§ Your instructions
Copy out all the lines of the data precisely, omitting any pictures.

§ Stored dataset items
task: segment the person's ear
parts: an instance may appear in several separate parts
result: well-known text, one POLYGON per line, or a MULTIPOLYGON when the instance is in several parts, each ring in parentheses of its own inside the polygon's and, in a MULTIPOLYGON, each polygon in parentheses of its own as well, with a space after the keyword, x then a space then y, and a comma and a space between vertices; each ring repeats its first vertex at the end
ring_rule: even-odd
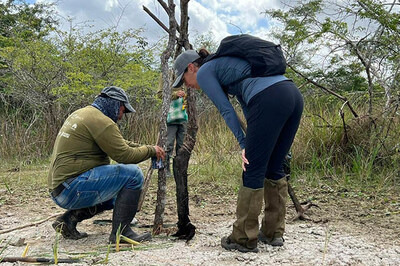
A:
POLYGON ((188 71, 190 71, 190 73, 194 73, 196 70, 196 66, 193 63, 189 63, 188 65, 188 71))

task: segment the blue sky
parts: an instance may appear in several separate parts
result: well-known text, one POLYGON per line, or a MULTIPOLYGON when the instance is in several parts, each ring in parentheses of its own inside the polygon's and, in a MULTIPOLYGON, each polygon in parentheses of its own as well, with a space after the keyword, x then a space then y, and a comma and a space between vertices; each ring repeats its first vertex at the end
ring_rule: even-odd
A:
MULTIPOLYGON (((1 1, 0 1, 1 2, 1 1)), ((4 2, 4 1, 3 1, 4 2)), ((21 1, 22 2, 22 1, 21 1)), ((35 3, 36 2, 36 0, 26 0, 25 1, 26 3, 28 3, 28 4, 33 4, 33 3, 35 3)))
MULTIPOLYGON (((74 23, 88 21, 94 28, 118 25, 122 31, 128 28, 144 28, 150 42, 165 36, 165 32, 143 11, 149 8, 165 24, 168 18, 157 0, 29 0, 30 2, 57 2, 63 27, 69 27, 67 18, 74 23)), ((168 2, 167 0, 164 0, 168 2)), ((179 1, 175 14, 179 21, 179 1)), ((278 8, 278 0, 191 0, 189 2, 189 37, 211 32, 218 41, 230 34, 251 33, 266 37, 271 23, 262 14, 267 9, 278 8)), ((191 39, 191 41, 193 41, 191 39)))

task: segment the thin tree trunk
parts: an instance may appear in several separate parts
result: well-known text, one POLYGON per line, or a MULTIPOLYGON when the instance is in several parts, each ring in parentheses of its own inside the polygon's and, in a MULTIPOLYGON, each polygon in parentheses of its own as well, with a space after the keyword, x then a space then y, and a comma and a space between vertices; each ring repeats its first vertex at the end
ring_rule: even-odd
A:
MULTIPOLYGON (((188 4, 189 0, 181 0, 181 25, 176 55, 180 54, 182 46, 188 50, 191 48, 188 36, 188 4)), ((193 148, 196 144, 197 136, 197 110, 196 95, 194 89, 187 90, 187 112, 188 125, 185 140, 182 147, 178 150, 173 159, 174 178, 176 183, 176 204, 178 211, 178 227, 186 226, 189 222, 189 192, 188 192, 188 167, 193 148)), ((188 239, 189 240, 189 239, 188 239)))
MULTIPOLYGON (((160 137, 158 145, 164 147, 167 138, 167 114, 171 102, 171 84, 170 84, 170 71, 168 60, 171 57, 171 51, 175 47, 176 38, 176 22, 175 22, 175 4, 173 0, 168 0, 168 16, 169 16, 169 39, 168 45, 161 56, 161 69, 163 79, 163 106, 160 118, 160 137)), ((162 230, 164 223, 164 210, 166 198, 167 182, 165 176, 165 169, 158 171, 158 190, 157 190, 157 204, 154 217, 153 233, 159 234, 162 230)))

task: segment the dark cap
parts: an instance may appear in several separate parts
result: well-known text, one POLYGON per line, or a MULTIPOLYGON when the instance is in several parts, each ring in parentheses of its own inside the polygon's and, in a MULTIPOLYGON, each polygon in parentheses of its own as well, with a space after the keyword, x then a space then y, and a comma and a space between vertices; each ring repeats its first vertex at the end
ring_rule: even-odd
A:
POLYGON ((172 87, 178 88, 183 84, 183 74, 190 63, 193 63, 200 58, 200 55, 195 50, 187 50, 181 53, 175 60, 174 71, 175 71, 175 81, 172 87))
POLYGON ((129 103, 128 95, 126 92, 119 87, 115 86, 110 86, 110 87, 105 87, 102 91, 102 94, 107 95, 108 97, 118 100, 120 102, 124 103, 124 106, 126 108, 125 113, 135 113, 135 109, 133 109, 132 105, 129 103))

§ Answer box
task: segment the person's ear
parts: an instance may appear in several separate parts
result: well-known text, one POLYGON per line, or a MULTIPOLYGON when the instance is in several parts, each ring in parentheses of its own inside the polygon's and, in a MULTIPOLYGON, each polygon in parentheses of its own as well, with a space after the keyword, x then a space then y, and a comma and a space between vertices; each ring repeats its first vertex at the end
ring_rule: even-odd
A:
POLYGON ((188 71, 190 71, 190 73, 194 73, 196 70, 196 66, 193 63, 189 63, 188 65, 188 71))

task: segment the blue sky
parts: an instance may appear in several separate parts
result: well-known text, one POLYGON per line, or a MULTIPOLYGON when the instance is in several parts, each ring in parentheses of its own inside the polygon's and, in a MULTIPOLYGON, each polygon in parentheses of its own as well, with a space after the keyword, x then a space then y, and a comma and a space between vertices; each ring repeats its first vertex at the end
ring_rule: even-odd
A:
MULTIPOLYGON (((1 1, 0 1, 1 2, 1 1)), ((4 2, 4 1, 3 1, 4 2)), ((21 1, 22 2, 22 1, 21 1)), ((35 3, 36 2, 36 0, 26 0, 25 1, 26 3, 28 3, 28 4, 33 4, 33 3, 35 3)))
MULTIPOLYGON (((74 23, 88 21, 94 28, 118 25, 122 31, 128 28, 144 28, 150 42, 165 36, 165 32, 143 11, 149 8, 165 24, 168 18, 157 0, 29 0, 30 2, 57 2, 63 27, 69 27, 67 18, 74 23)), ((168 2, 167 0, 164 0, 168 2)), ((179 1, 175 14, 179 21, 179 1)), ((278 8, 278 0, 191 0, 189 2, 189 37, 211 32, 218 41, 230 34, 251 33, 266 37, 271 23, 262 14, 267 9, 278 8)), ((191 39, 191 41, 193 41, 191 39)))

task: segment the thin tree trunk
parts: an instance may appear in several separate parts
result: well-known text, one POLYGON per line, or a MULTIPOLYGON when the instance is in several parts, each ring in parentheses of its own inside the polygon's and, in a MULTIPOLYGON, each polygon in parentheses of its own as well, with a space after the keyword, x then a space then y, and a comma and a space between vertices; each ring repeats its first vertex at the end
ring_rule: even-odd
A:
MULTIPOLYGON (((188 4, 189 0, 181 0, 181 25, 176 55, 180 54, 182 46, 188 50, 191 48, 188 36, 188 4)), ((193 148, 196 144, 197 136, 197 110, 196 95, 194 89, 187 90, 187 112, 188 125, 185 140, 182 147, 178 150, 173 159, 174 178, 176 183, 176 204, 178 211, 178 227, 186 226, 189 222, 189 192, 188 192, 188 167, 193 148)), ((188 239, 189 240, 189 239, 188 239)))
MULTIPOLYGON (((160 137, 158 145, 164 147, 167 138, 167 114, 171 102, 171 84, 170 84, 170 71, 168 60, 171 57, 171 51, 175 47, 176 38, 176 22, 175 22, 175 4, 173 0, 168 0, 168 16, 169 16, 169 39, 168 45, 161 56, 161 69, 163 79, 163 106, 160 118, 160 137)), ((162 230, 164 223, 164 210, 166 198, 167 182, 165 176, 165 169, 158 171, 158 190, 157 190, 157 204, 154 217, 153 233, 159 234, 162 230)))

task: segment the dark cap
parts: an instance may appear in several separate parts
result: well-known text, one POLYGON per line, or a MULTIPOLYGON when the instance is in several parts, each ring in parentheses of its own inside the polygon's and, in a MULTIPOLYGON, each polygon in parentheses of its own as well, with a space after the keyword, x then a space then y, and a comma and a space between vertices; each ring repeats its first vertex at the end
ring_rule: even-odd
A:
POLYGON ((172 87, 178 88, 183 84, 183 74, 190 63, 193 63, 200 58, 200 55, 195 50, 187 50, 181 53, 175 60, 174 71, 175 71, 175 81, 172 87))
POLYGON ((129 103, 128 95, 126 92, 119 87, 115 86, 110 86, 110 87, 105 87, 102 91, 102 94, 107 95, 108 97, 118 100, 120 102, 124 103, 124 106, 126 108, 125 113, 135 113, 135 109, 133 109, 132 105, 129 103))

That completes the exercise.